[EXCERPT PROVIDED]
=======
Hours later, the BBC stated that Ravalomanana was to resign and hand over the powers of both the president and prime minister to a military board headed by Vice Admiral Hyppolite Ramaroson. Ravalomanana later said, "I never resigned. I was forced to hand power over, at gun point, on March the 17th." At the time, Ravalomanana had already moved out of the Iavoloha Palace to an undisclosed location; as of 24 March, he was reportedly in Swaziland. The opposition movement planned to organize elections within 24 months and rewrite the constitution to establish a "Fourth Republic". However, Vice Admiral Ramaroson announced later in the day on 17 March that the military junta would transfer power directly to Rajoelina, making him president of the opposition-dominated High Transitional Authority that he had appointed weeks earlier. With the military's backing, the authority was charged with taking up the task previously accorded to Ravalomanana's proposed military directorate. Madagascar's constitutional court deemed the transfer of power, from Ravalomanana to the military board and then to Rajoelina, to be legal. The court's statement did not include any justifications for its decision.
=======
[USING THE INFORMATION]
**A)** In the Madagascar excerpt, who headed the military board that was to receive the powers of the president and prime minister?
**B)** Write a continuation of the Madagascar excerpt that picks up after its final sentence.

[Natural language region descriptions]
=======
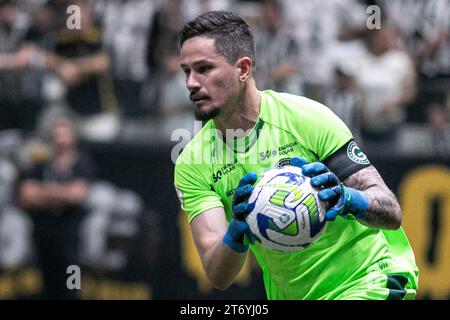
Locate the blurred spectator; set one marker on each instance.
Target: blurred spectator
(386, 77)
(126, 27)
(53, 193)
(20, 96)
(163, 54)
(345, 98)
(78, 59)
(15, 226)
(425, 28)
(318, 27)
(438, 118)
(278, 51)
(193, 8)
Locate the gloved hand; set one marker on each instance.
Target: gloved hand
(238, 227)
(344, 200)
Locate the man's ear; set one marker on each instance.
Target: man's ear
(245, 65)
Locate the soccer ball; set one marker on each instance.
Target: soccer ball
(285, 211)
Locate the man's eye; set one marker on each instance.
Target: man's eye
(204, 69)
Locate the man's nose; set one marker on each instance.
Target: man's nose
(192, 83)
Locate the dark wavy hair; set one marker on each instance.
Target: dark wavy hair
(232, 35)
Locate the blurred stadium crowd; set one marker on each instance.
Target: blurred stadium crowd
(118, 78)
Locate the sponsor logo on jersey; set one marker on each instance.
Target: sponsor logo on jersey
(355, 154)
(283, 162)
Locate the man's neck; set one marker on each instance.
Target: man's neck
(244, 114)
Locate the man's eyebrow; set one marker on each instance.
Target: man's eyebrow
(197, 63)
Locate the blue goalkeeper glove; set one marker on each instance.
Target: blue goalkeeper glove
(238, 227)
(343, 200)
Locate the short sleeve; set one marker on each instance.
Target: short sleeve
(196, 195)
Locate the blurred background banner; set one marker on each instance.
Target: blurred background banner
(111, 68)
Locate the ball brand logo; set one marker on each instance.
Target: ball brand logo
(355, 154)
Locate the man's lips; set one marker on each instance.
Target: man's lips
(196, 98)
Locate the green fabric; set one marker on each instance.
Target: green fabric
(347, 251)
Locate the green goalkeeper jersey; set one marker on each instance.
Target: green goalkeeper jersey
(347, 255)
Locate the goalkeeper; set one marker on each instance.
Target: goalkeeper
(363, 254)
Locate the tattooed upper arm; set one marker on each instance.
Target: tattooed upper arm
(384, 210)
(365, 179)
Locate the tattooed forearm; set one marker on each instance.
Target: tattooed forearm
(384, 210)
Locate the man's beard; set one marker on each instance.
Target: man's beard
(205, 116)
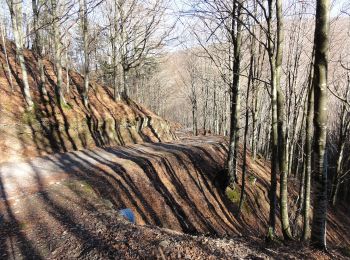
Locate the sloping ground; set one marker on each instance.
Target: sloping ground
(51, 128)
(65, 206)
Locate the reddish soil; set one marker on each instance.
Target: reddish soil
(51, 128)
(68, 206)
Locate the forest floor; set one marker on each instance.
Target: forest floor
(66, 206)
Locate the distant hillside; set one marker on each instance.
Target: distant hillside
(51, 128)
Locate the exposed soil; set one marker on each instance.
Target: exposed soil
(67, 207)
(51, 128)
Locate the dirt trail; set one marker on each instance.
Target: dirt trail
(66, 206)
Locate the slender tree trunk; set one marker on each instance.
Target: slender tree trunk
(84, 25)
(236, 36)
(321, 43)
(8, 70)
(58, 53)
(336, 181)
(274, 132)
(308, 158)
(282, 156)
(16, 18)
(244, 164)
(38, 48)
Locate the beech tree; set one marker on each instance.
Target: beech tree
(15, 8)
(321, 45)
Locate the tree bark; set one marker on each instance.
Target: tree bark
(38, 48)
(307, 160)
(16, 19)
(58, 52)
(236, 37)
(321, 44)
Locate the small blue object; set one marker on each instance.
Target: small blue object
(128, 214)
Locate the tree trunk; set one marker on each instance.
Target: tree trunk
(58, 53)
(38, 48)
(321, 43)
(16, 18)
(84, 25)
(282, 151)
(9, 74)
(235, 95)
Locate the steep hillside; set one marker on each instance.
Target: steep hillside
(67, 205)
(51, 128)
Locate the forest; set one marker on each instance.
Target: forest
(222, 128)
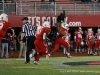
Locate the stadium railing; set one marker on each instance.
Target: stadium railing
(35, 8)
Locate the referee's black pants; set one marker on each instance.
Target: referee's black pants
(29, 46)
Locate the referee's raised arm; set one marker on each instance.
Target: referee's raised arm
(28, 30)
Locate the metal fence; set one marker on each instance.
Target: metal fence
(35, 8)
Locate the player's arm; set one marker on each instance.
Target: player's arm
(22, 35)
(44, 38)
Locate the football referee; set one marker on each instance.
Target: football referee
(28, 30)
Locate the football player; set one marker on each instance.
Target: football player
(60, 41)
(90, 40)
(40, 42)
(97, 44)
(78, 39)
(4, 25)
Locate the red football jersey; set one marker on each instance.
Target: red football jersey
(78, 34)
(67, 37)
(89, 36)
(97, 36)
(3, 28)
(40, 32)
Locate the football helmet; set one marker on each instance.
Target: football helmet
(4, 17)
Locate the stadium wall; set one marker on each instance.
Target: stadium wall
(72, 20)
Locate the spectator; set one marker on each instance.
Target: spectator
(22, 45)
(4, 44)
(12, 6)
(52, 2)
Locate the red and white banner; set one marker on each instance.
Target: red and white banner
(73, 21)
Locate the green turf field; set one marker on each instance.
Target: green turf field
(16, 66)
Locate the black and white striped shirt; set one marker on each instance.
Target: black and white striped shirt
(28, 29)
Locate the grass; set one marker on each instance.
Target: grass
(16, 66)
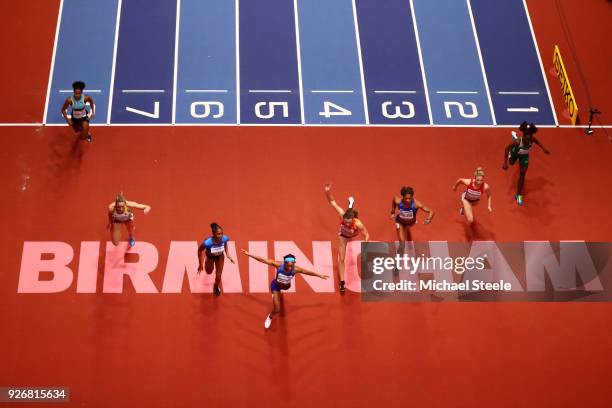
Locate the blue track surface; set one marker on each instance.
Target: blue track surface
(302, 61)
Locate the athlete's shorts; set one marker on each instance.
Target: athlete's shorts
(277, 287)
(522, 158)
(213, 257)
(124, 221)
(473, 202)
(399, 222)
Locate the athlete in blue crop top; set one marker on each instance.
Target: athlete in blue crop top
(350, 227)
(407, 208)
(80, 117)
(285, 271)
(215, 249)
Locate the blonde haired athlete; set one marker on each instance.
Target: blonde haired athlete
(471, 196)
(120, 212)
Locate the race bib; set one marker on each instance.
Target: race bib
(79, 114)
(284, 279)
(217, 250)
(407, 215)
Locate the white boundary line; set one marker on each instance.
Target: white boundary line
(176, 42)
(143, 91)
(206, 90)
(361, 74)
(331, 91)
(237, 62)
(35, 124)
(299, 60)
(112, 84)
(57, 28)
(425, 88)
(535, 43)
(484, 72)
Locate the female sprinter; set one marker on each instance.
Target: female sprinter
(285, 271)
(405, 218)
(519, 150)
(471, 196)
(120, 212)
(350, 227)
(79, 120)
(214, 247)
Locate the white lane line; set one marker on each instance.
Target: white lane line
(360, 60)
(331, 91)
(269, 91)
(299, 59)
(237, 65)
(206, 90)
(426, 88)
(143, 91)
(484, 73)
(112, 85)
(85, 91)
(457, 92)
(176, 57)
(57, 28)
(517, 93)
(400, 92)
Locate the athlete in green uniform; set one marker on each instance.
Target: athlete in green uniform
(519, 150)
(80, 116)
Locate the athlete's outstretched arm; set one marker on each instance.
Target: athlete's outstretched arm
(394, 203)
(228, 255)
(92, 105)
(364, 230)
(111, 208)
(201, 251)
(461, 181)
(310, 273)
(427, 210)
(270, 262)
(134, 204)
(536, 141)
(65, 111)
(507, 152)
(332, 201)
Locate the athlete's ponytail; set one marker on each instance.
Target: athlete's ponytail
(120, 198)
(78, 85)
(350, 213)
(406, 190)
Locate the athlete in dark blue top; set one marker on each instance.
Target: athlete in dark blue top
(405, 217)
(285, 271)
(215, 248)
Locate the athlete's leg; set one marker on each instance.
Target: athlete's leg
(115, 233)
(209, 265)
(402, 233)
(219, 262)
(467, 210)
(521, 181)
(85, 130)
(341, 258)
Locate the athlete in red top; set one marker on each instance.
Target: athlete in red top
(350, 227)
(471, 196)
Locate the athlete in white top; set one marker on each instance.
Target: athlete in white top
(120, 212)
(471, 196)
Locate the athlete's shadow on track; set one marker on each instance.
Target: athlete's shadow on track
(538, 204)
(66, 155)
(476, 232)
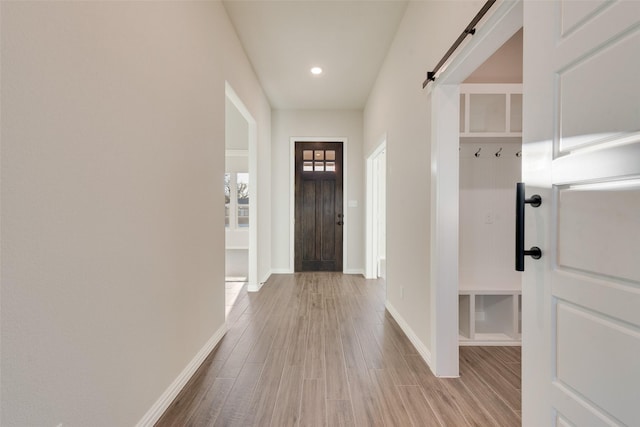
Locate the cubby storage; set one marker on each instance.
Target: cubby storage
(491, 110)
(489, 317)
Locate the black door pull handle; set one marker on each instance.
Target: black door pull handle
(535, 201)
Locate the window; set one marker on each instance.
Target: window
(319, 161)
(236, 200)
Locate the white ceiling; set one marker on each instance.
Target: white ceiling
(348, 39)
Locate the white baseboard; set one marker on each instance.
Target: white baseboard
(419, 345)
(161, 405)
(257, 287)
(281, 271)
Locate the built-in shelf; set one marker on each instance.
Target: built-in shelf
(490, 317)
(491, 110)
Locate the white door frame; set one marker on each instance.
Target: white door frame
(492, 33)
(372, 213)
(252, 285)
(292, 195)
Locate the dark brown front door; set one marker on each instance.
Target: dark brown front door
(319, 217)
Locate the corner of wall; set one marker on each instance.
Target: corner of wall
(162, 404)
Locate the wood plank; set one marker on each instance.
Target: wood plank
(366, 408)
(440, 398)
(314, 357)
(260, 409)
(419, 410)
(340, 413)
(394, 412)
(335, 374)
(210, 404)
(491, 401)
(235, 407)
(313, 411)
(287, 409)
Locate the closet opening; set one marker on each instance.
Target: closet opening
(489, 309)
(240, 199)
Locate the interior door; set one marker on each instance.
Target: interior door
(581, 153)
(318, 206)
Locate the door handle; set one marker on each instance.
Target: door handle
(535, 201)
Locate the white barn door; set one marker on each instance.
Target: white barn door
(581, 153)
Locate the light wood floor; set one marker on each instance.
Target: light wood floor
(318, 349)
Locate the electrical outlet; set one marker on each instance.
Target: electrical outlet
(488, 218)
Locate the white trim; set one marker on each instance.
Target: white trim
(371, 248)
(162, 404)
(505, 21)
(292, 194)
(281, 271)
(253, 183)
(419, 345)
(236, 153)
(260, 284)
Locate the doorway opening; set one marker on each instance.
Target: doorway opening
(499, 27)
(376, 213)
(319, 213)
(240, 198)
(490, 301)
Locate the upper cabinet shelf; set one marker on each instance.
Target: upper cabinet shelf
(491, 110)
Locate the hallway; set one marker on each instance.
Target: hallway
(319, 349)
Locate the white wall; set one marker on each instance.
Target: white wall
=======
[ANSWERS FOR THE EXERCISE]
**A)** Vice Admiral Hyppolite Ramaroson

**B)**
Rajoelina said that Ravalomanana should be prosecuted for allegedly using lethal force against unarmed opposition demonstrators earlier in the year. Rajoelina is prohibiting Ravalomanana's ministers from leaving the country.

On 19 March, Rajoelina suspended both chambers of Parliament. Roindefo responded to international criticism on 20 March, saying that the government will "explain the real situation. Maybe the way Madagascar acts is not very clear. Things can be a bit specific which may be difficult to follow in every detail." According to Roindefo, the transfer of power was not a coup d'état but instead "the direct expression of democracy, when representative democracy does not express itself through the institutions". Rajoelina was sworn in as President on 21 March before a crowd of 40,000 supporters. No foreign diplomats were in attendance; Rajoelina's foreign minister said none were invited.

== Backlash ==
On the same day, Malagasy navy troops called for Rajoelina's resignation by 25 March, threatening to use force otherwise to protect the constitution of Madagascar. According to their statement, the navy troops "condemn all violence against civilians" committed by the army corps in March and denounce Rajoelina for the "civil war occurring in Madagascar". The navy troops claimed that there was "irrefutable" evidence that Rajoelina had paid the army corps hundreds of millions of ariaries and that they should face trials in accordance with military law. The navy troops called for other nations not to get involved in what they considered a purely domestic affair.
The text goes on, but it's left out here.